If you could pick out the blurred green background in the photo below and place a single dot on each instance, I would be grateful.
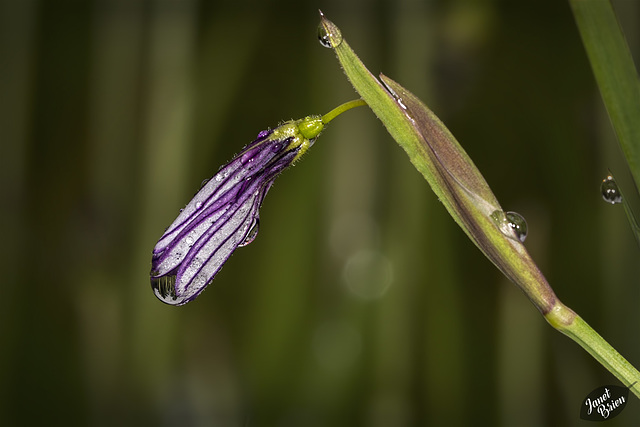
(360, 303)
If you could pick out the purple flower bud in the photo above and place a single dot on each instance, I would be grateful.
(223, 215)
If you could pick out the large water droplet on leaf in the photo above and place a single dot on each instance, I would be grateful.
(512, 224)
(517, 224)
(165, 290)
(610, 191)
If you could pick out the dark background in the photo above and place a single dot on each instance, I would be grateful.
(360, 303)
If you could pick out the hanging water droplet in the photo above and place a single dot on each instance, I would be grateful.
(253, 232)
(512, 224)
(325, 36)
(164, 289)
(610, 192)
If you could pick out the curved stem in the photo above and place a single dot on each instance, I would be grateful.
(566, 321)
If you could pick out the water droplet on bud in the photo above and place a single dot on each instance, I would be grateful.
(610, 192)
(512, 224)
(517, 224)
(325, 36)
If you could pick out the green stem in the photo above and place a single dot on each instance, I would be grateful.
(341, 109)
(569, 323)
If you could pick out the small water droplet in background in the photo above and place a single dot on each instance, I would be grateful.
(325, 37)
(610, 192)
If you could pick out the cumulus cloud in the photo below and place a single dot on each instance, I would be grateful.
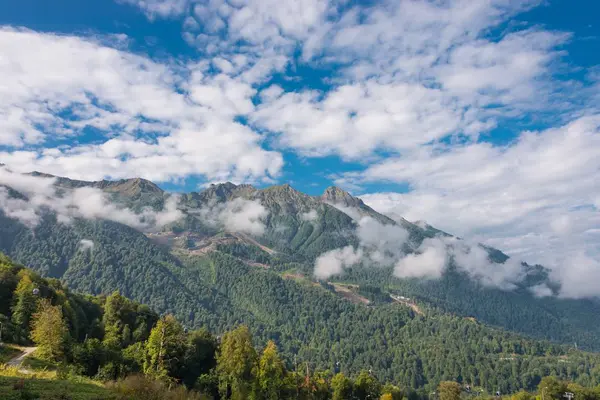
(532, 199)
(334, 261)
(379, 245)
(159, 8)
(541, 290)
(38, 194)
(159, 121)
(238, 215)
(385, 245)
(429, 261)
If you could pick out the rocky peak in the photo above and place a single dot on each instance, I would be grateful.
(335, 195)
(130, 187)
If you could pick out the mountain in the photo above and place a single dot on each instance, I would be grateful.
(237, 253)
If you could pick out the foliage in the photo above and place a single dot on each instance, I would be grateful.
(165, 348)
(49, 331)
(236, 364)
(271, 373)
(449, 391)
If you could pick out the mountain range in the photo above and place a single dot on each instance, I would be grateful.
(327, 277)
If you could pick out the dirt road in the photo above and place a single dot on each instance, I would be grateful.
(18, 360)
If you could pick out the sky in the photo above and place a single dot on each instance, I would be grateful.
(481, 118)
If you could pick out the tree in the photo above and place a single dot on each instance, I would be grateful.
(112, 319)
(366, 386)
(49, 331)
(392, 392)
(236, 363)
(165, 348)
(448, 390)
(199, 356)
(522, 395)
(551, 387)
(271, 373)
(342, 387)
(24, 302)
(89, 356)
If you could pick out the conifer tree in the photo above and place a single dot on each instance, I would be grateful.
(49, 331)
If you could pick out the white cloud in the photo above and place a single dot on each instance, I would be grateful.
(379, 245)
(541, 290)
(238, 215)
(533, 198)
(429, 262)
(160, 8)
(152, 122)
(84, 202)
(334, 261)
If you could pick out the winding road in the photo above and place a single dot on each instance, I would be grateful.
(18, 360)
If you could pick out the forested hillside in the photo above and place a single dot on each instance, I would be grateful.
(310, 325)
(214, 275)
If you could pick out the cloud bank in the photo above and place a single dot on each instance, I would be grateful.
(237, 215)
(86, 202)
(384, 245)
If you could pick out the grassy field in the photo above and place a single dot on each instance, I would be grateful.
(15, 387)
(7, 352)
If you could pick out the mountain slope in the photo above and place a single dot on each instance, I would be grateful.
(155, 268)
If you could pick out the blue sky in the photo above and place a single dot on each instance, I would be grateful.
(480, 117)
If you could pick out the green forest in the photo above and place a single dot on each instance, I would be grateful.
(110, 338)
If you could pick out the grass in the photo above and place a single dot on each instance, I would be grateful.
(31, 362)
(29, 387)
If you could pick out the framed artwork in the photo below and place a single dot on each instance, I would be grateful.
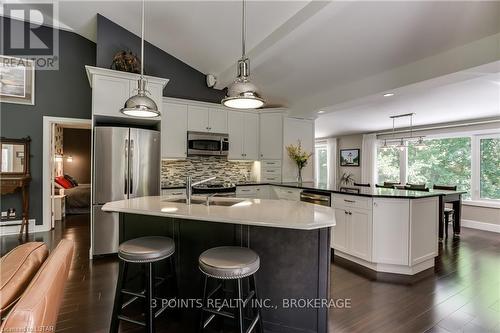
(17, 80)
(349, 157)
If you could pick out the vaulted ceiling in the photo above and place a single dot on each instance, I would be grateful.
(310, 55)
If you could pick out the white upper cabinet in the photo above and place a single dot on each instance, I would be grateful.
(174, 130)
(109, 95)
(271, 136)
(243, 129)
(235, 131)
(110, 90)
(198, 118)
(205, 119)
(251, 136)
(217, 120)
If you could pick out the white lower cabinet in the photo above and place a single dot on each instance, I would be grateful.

┄┄┄┄┄┄┄┄┄┄┄┄┄┄┄┄┄┄┄┄

→ **AIM**: Your copy of the data above should match it exactly, except that pictures are left out.

→ **SOLVED EXERCISE**:
If you could pick out the blurred green background in the photo below and place a single dot on each instance, I would be grateful.
(360, 303)
If you could pick out the purple flower bud in the photo above and place a single dot on each instance, I would be grateful.
(223, 215)
If you could pick out the large water droplet on leaf in the photo above and place a single dot on each instance, I would be grateful.
(512, 224)
(517, 224)
(165, 290)
(610, 191)
If you could pick out the dark background in the photo above and place a single dot on each instance, I would be grateful.
(360, 303)
If you could pick out the hanging water droplet in the photo above and place a single dot on each instance, I would be grateful.
(253, 232)
(512, 224)
(325, 36)
(164, 289)
(610, 192)
If you could pick out the curved stem in the photo above and place a single dot on each instance, I would be grateful.
(566, 321)
If you could pick out the water droplet on bud in the photo above and place a single dot on each instance, I would be grateful.
(610, 192)
(512, 224)
(517, 224)
(325, 36)
If you could pick out the green stem in the photo above and place a single dot on each instance, I would be grateful.
(341, 109)
(569, 323)
If you could pick out the small water droplet in background in the photo above and place a single dot on each instance, I would be grateful.
(325, 37)
(610, 192)
If you could pick out the cumulus cloud in the photo below and place a single dot on each instance, I would be grateful.
(532, 199)
(334, 261)
(379, 245)
(159, 8)
(541, 290)
(38, 194)
(159, 121)
(238, 215)
(385, 245)
(429, 261)
If you could pick out the rocky peak in the photo above and place a single dot on each instance, I would be grateful.
(335, 195)
(130, 187)
If you could pick out the mountain in the photo above and place a single dot on each instance, I would be grateful.
(237, 253)
If you could pick out the foliage in the photo above and place a single dot on each instance, I would be grateful.
(165, 348)
(49, 331)
(236, 364)
(271, 373)
(449, 391)
If you could pick out the mountain range in the photo above and place a single dot on each instance, I would be grateful.
(327, 277)
If you could pick out the dirt road in the photo above and place a single dot on each instance, I would be grateful.
(18, 360)
If you could pick out the sky in the photo above and place a single dot on each instance, I would be grateful.
(481, 118)
If you could pick out the tree in the photo above and place a single dot on each instance, I would be grateful.
(112, 319)
(366, 386)
(49, 331)
(392, 392)
(236, 363)
(165, 348)
(448, 390)
(199, 356)
(522, 395)
(551, 387)
(271, 373)
(342, 387)
(24, 302)
(89, 356)
If you could pick out the conifer tree in the photo above and place a single dot on each instance, I would be grateful.
(49, 331)
If you could pick out the white cloud in the photo above and place a single dot on each instance, I would be grateful.
(379, 245)
(541, 290)
(238, 215)
(533, 198)
(429, 262)
(160, 8)
(152, 122)
(84, 202)
(334, 261)
If you could pick out the winding road in the photo above and place a single dot on each instance, I would be grateful.
(18, 360)
If you could pick out the forested hillside in the photo above and place a single dot on each instance, I would be grateful.
(310, 325)
(214, 275)
If you could pick out the cloud bank in the photo above and place a single dot on each instance, I would be grateful.
(237, 215)
(86, 202)
(384, 245)
If you could pick out the grassy field in the photo above and place a single dot on each instance, I would be grateful.
(15, 387)
(7, 352)
If you could pick out the mountain slope in the photo above and place a single dot on each instance, I would be grateful.
(155, 268)
If you could pick out the blue sky in the photo above and place a single dot on each instance, I would be grateful.
(480, 117)
If you could pick out the green forest in the photo above and place a single dot on each instance, I would be grateful.
(110, 338)
If you could pick out the grass in the photo above and place a single dot on each instance, I would be grateful.
(31, 362)
(29, 387)
If you could pick out the framed artwork in the photo below and place a single dot on each instance, I would be grateful.
(17, 80)
(349, 157)
If you could pick out the vaulted ceiling in the photo above and place a single dot on each instance, I would be grateful.
(310, 55)
If you could pick out the white upper cabinet in the photo above and place a single dot on each instance, I would be grateful.
(174, 130)
(109, 95)
(271, 136)
(243, 129)
(235, 131)
(110, 90)
(198, 118)
(205, 119)
(251, 136)
(217, 120)
If you could pick out the white lower cabinet in the photo above and place a single dot on each instance, I would be grateful.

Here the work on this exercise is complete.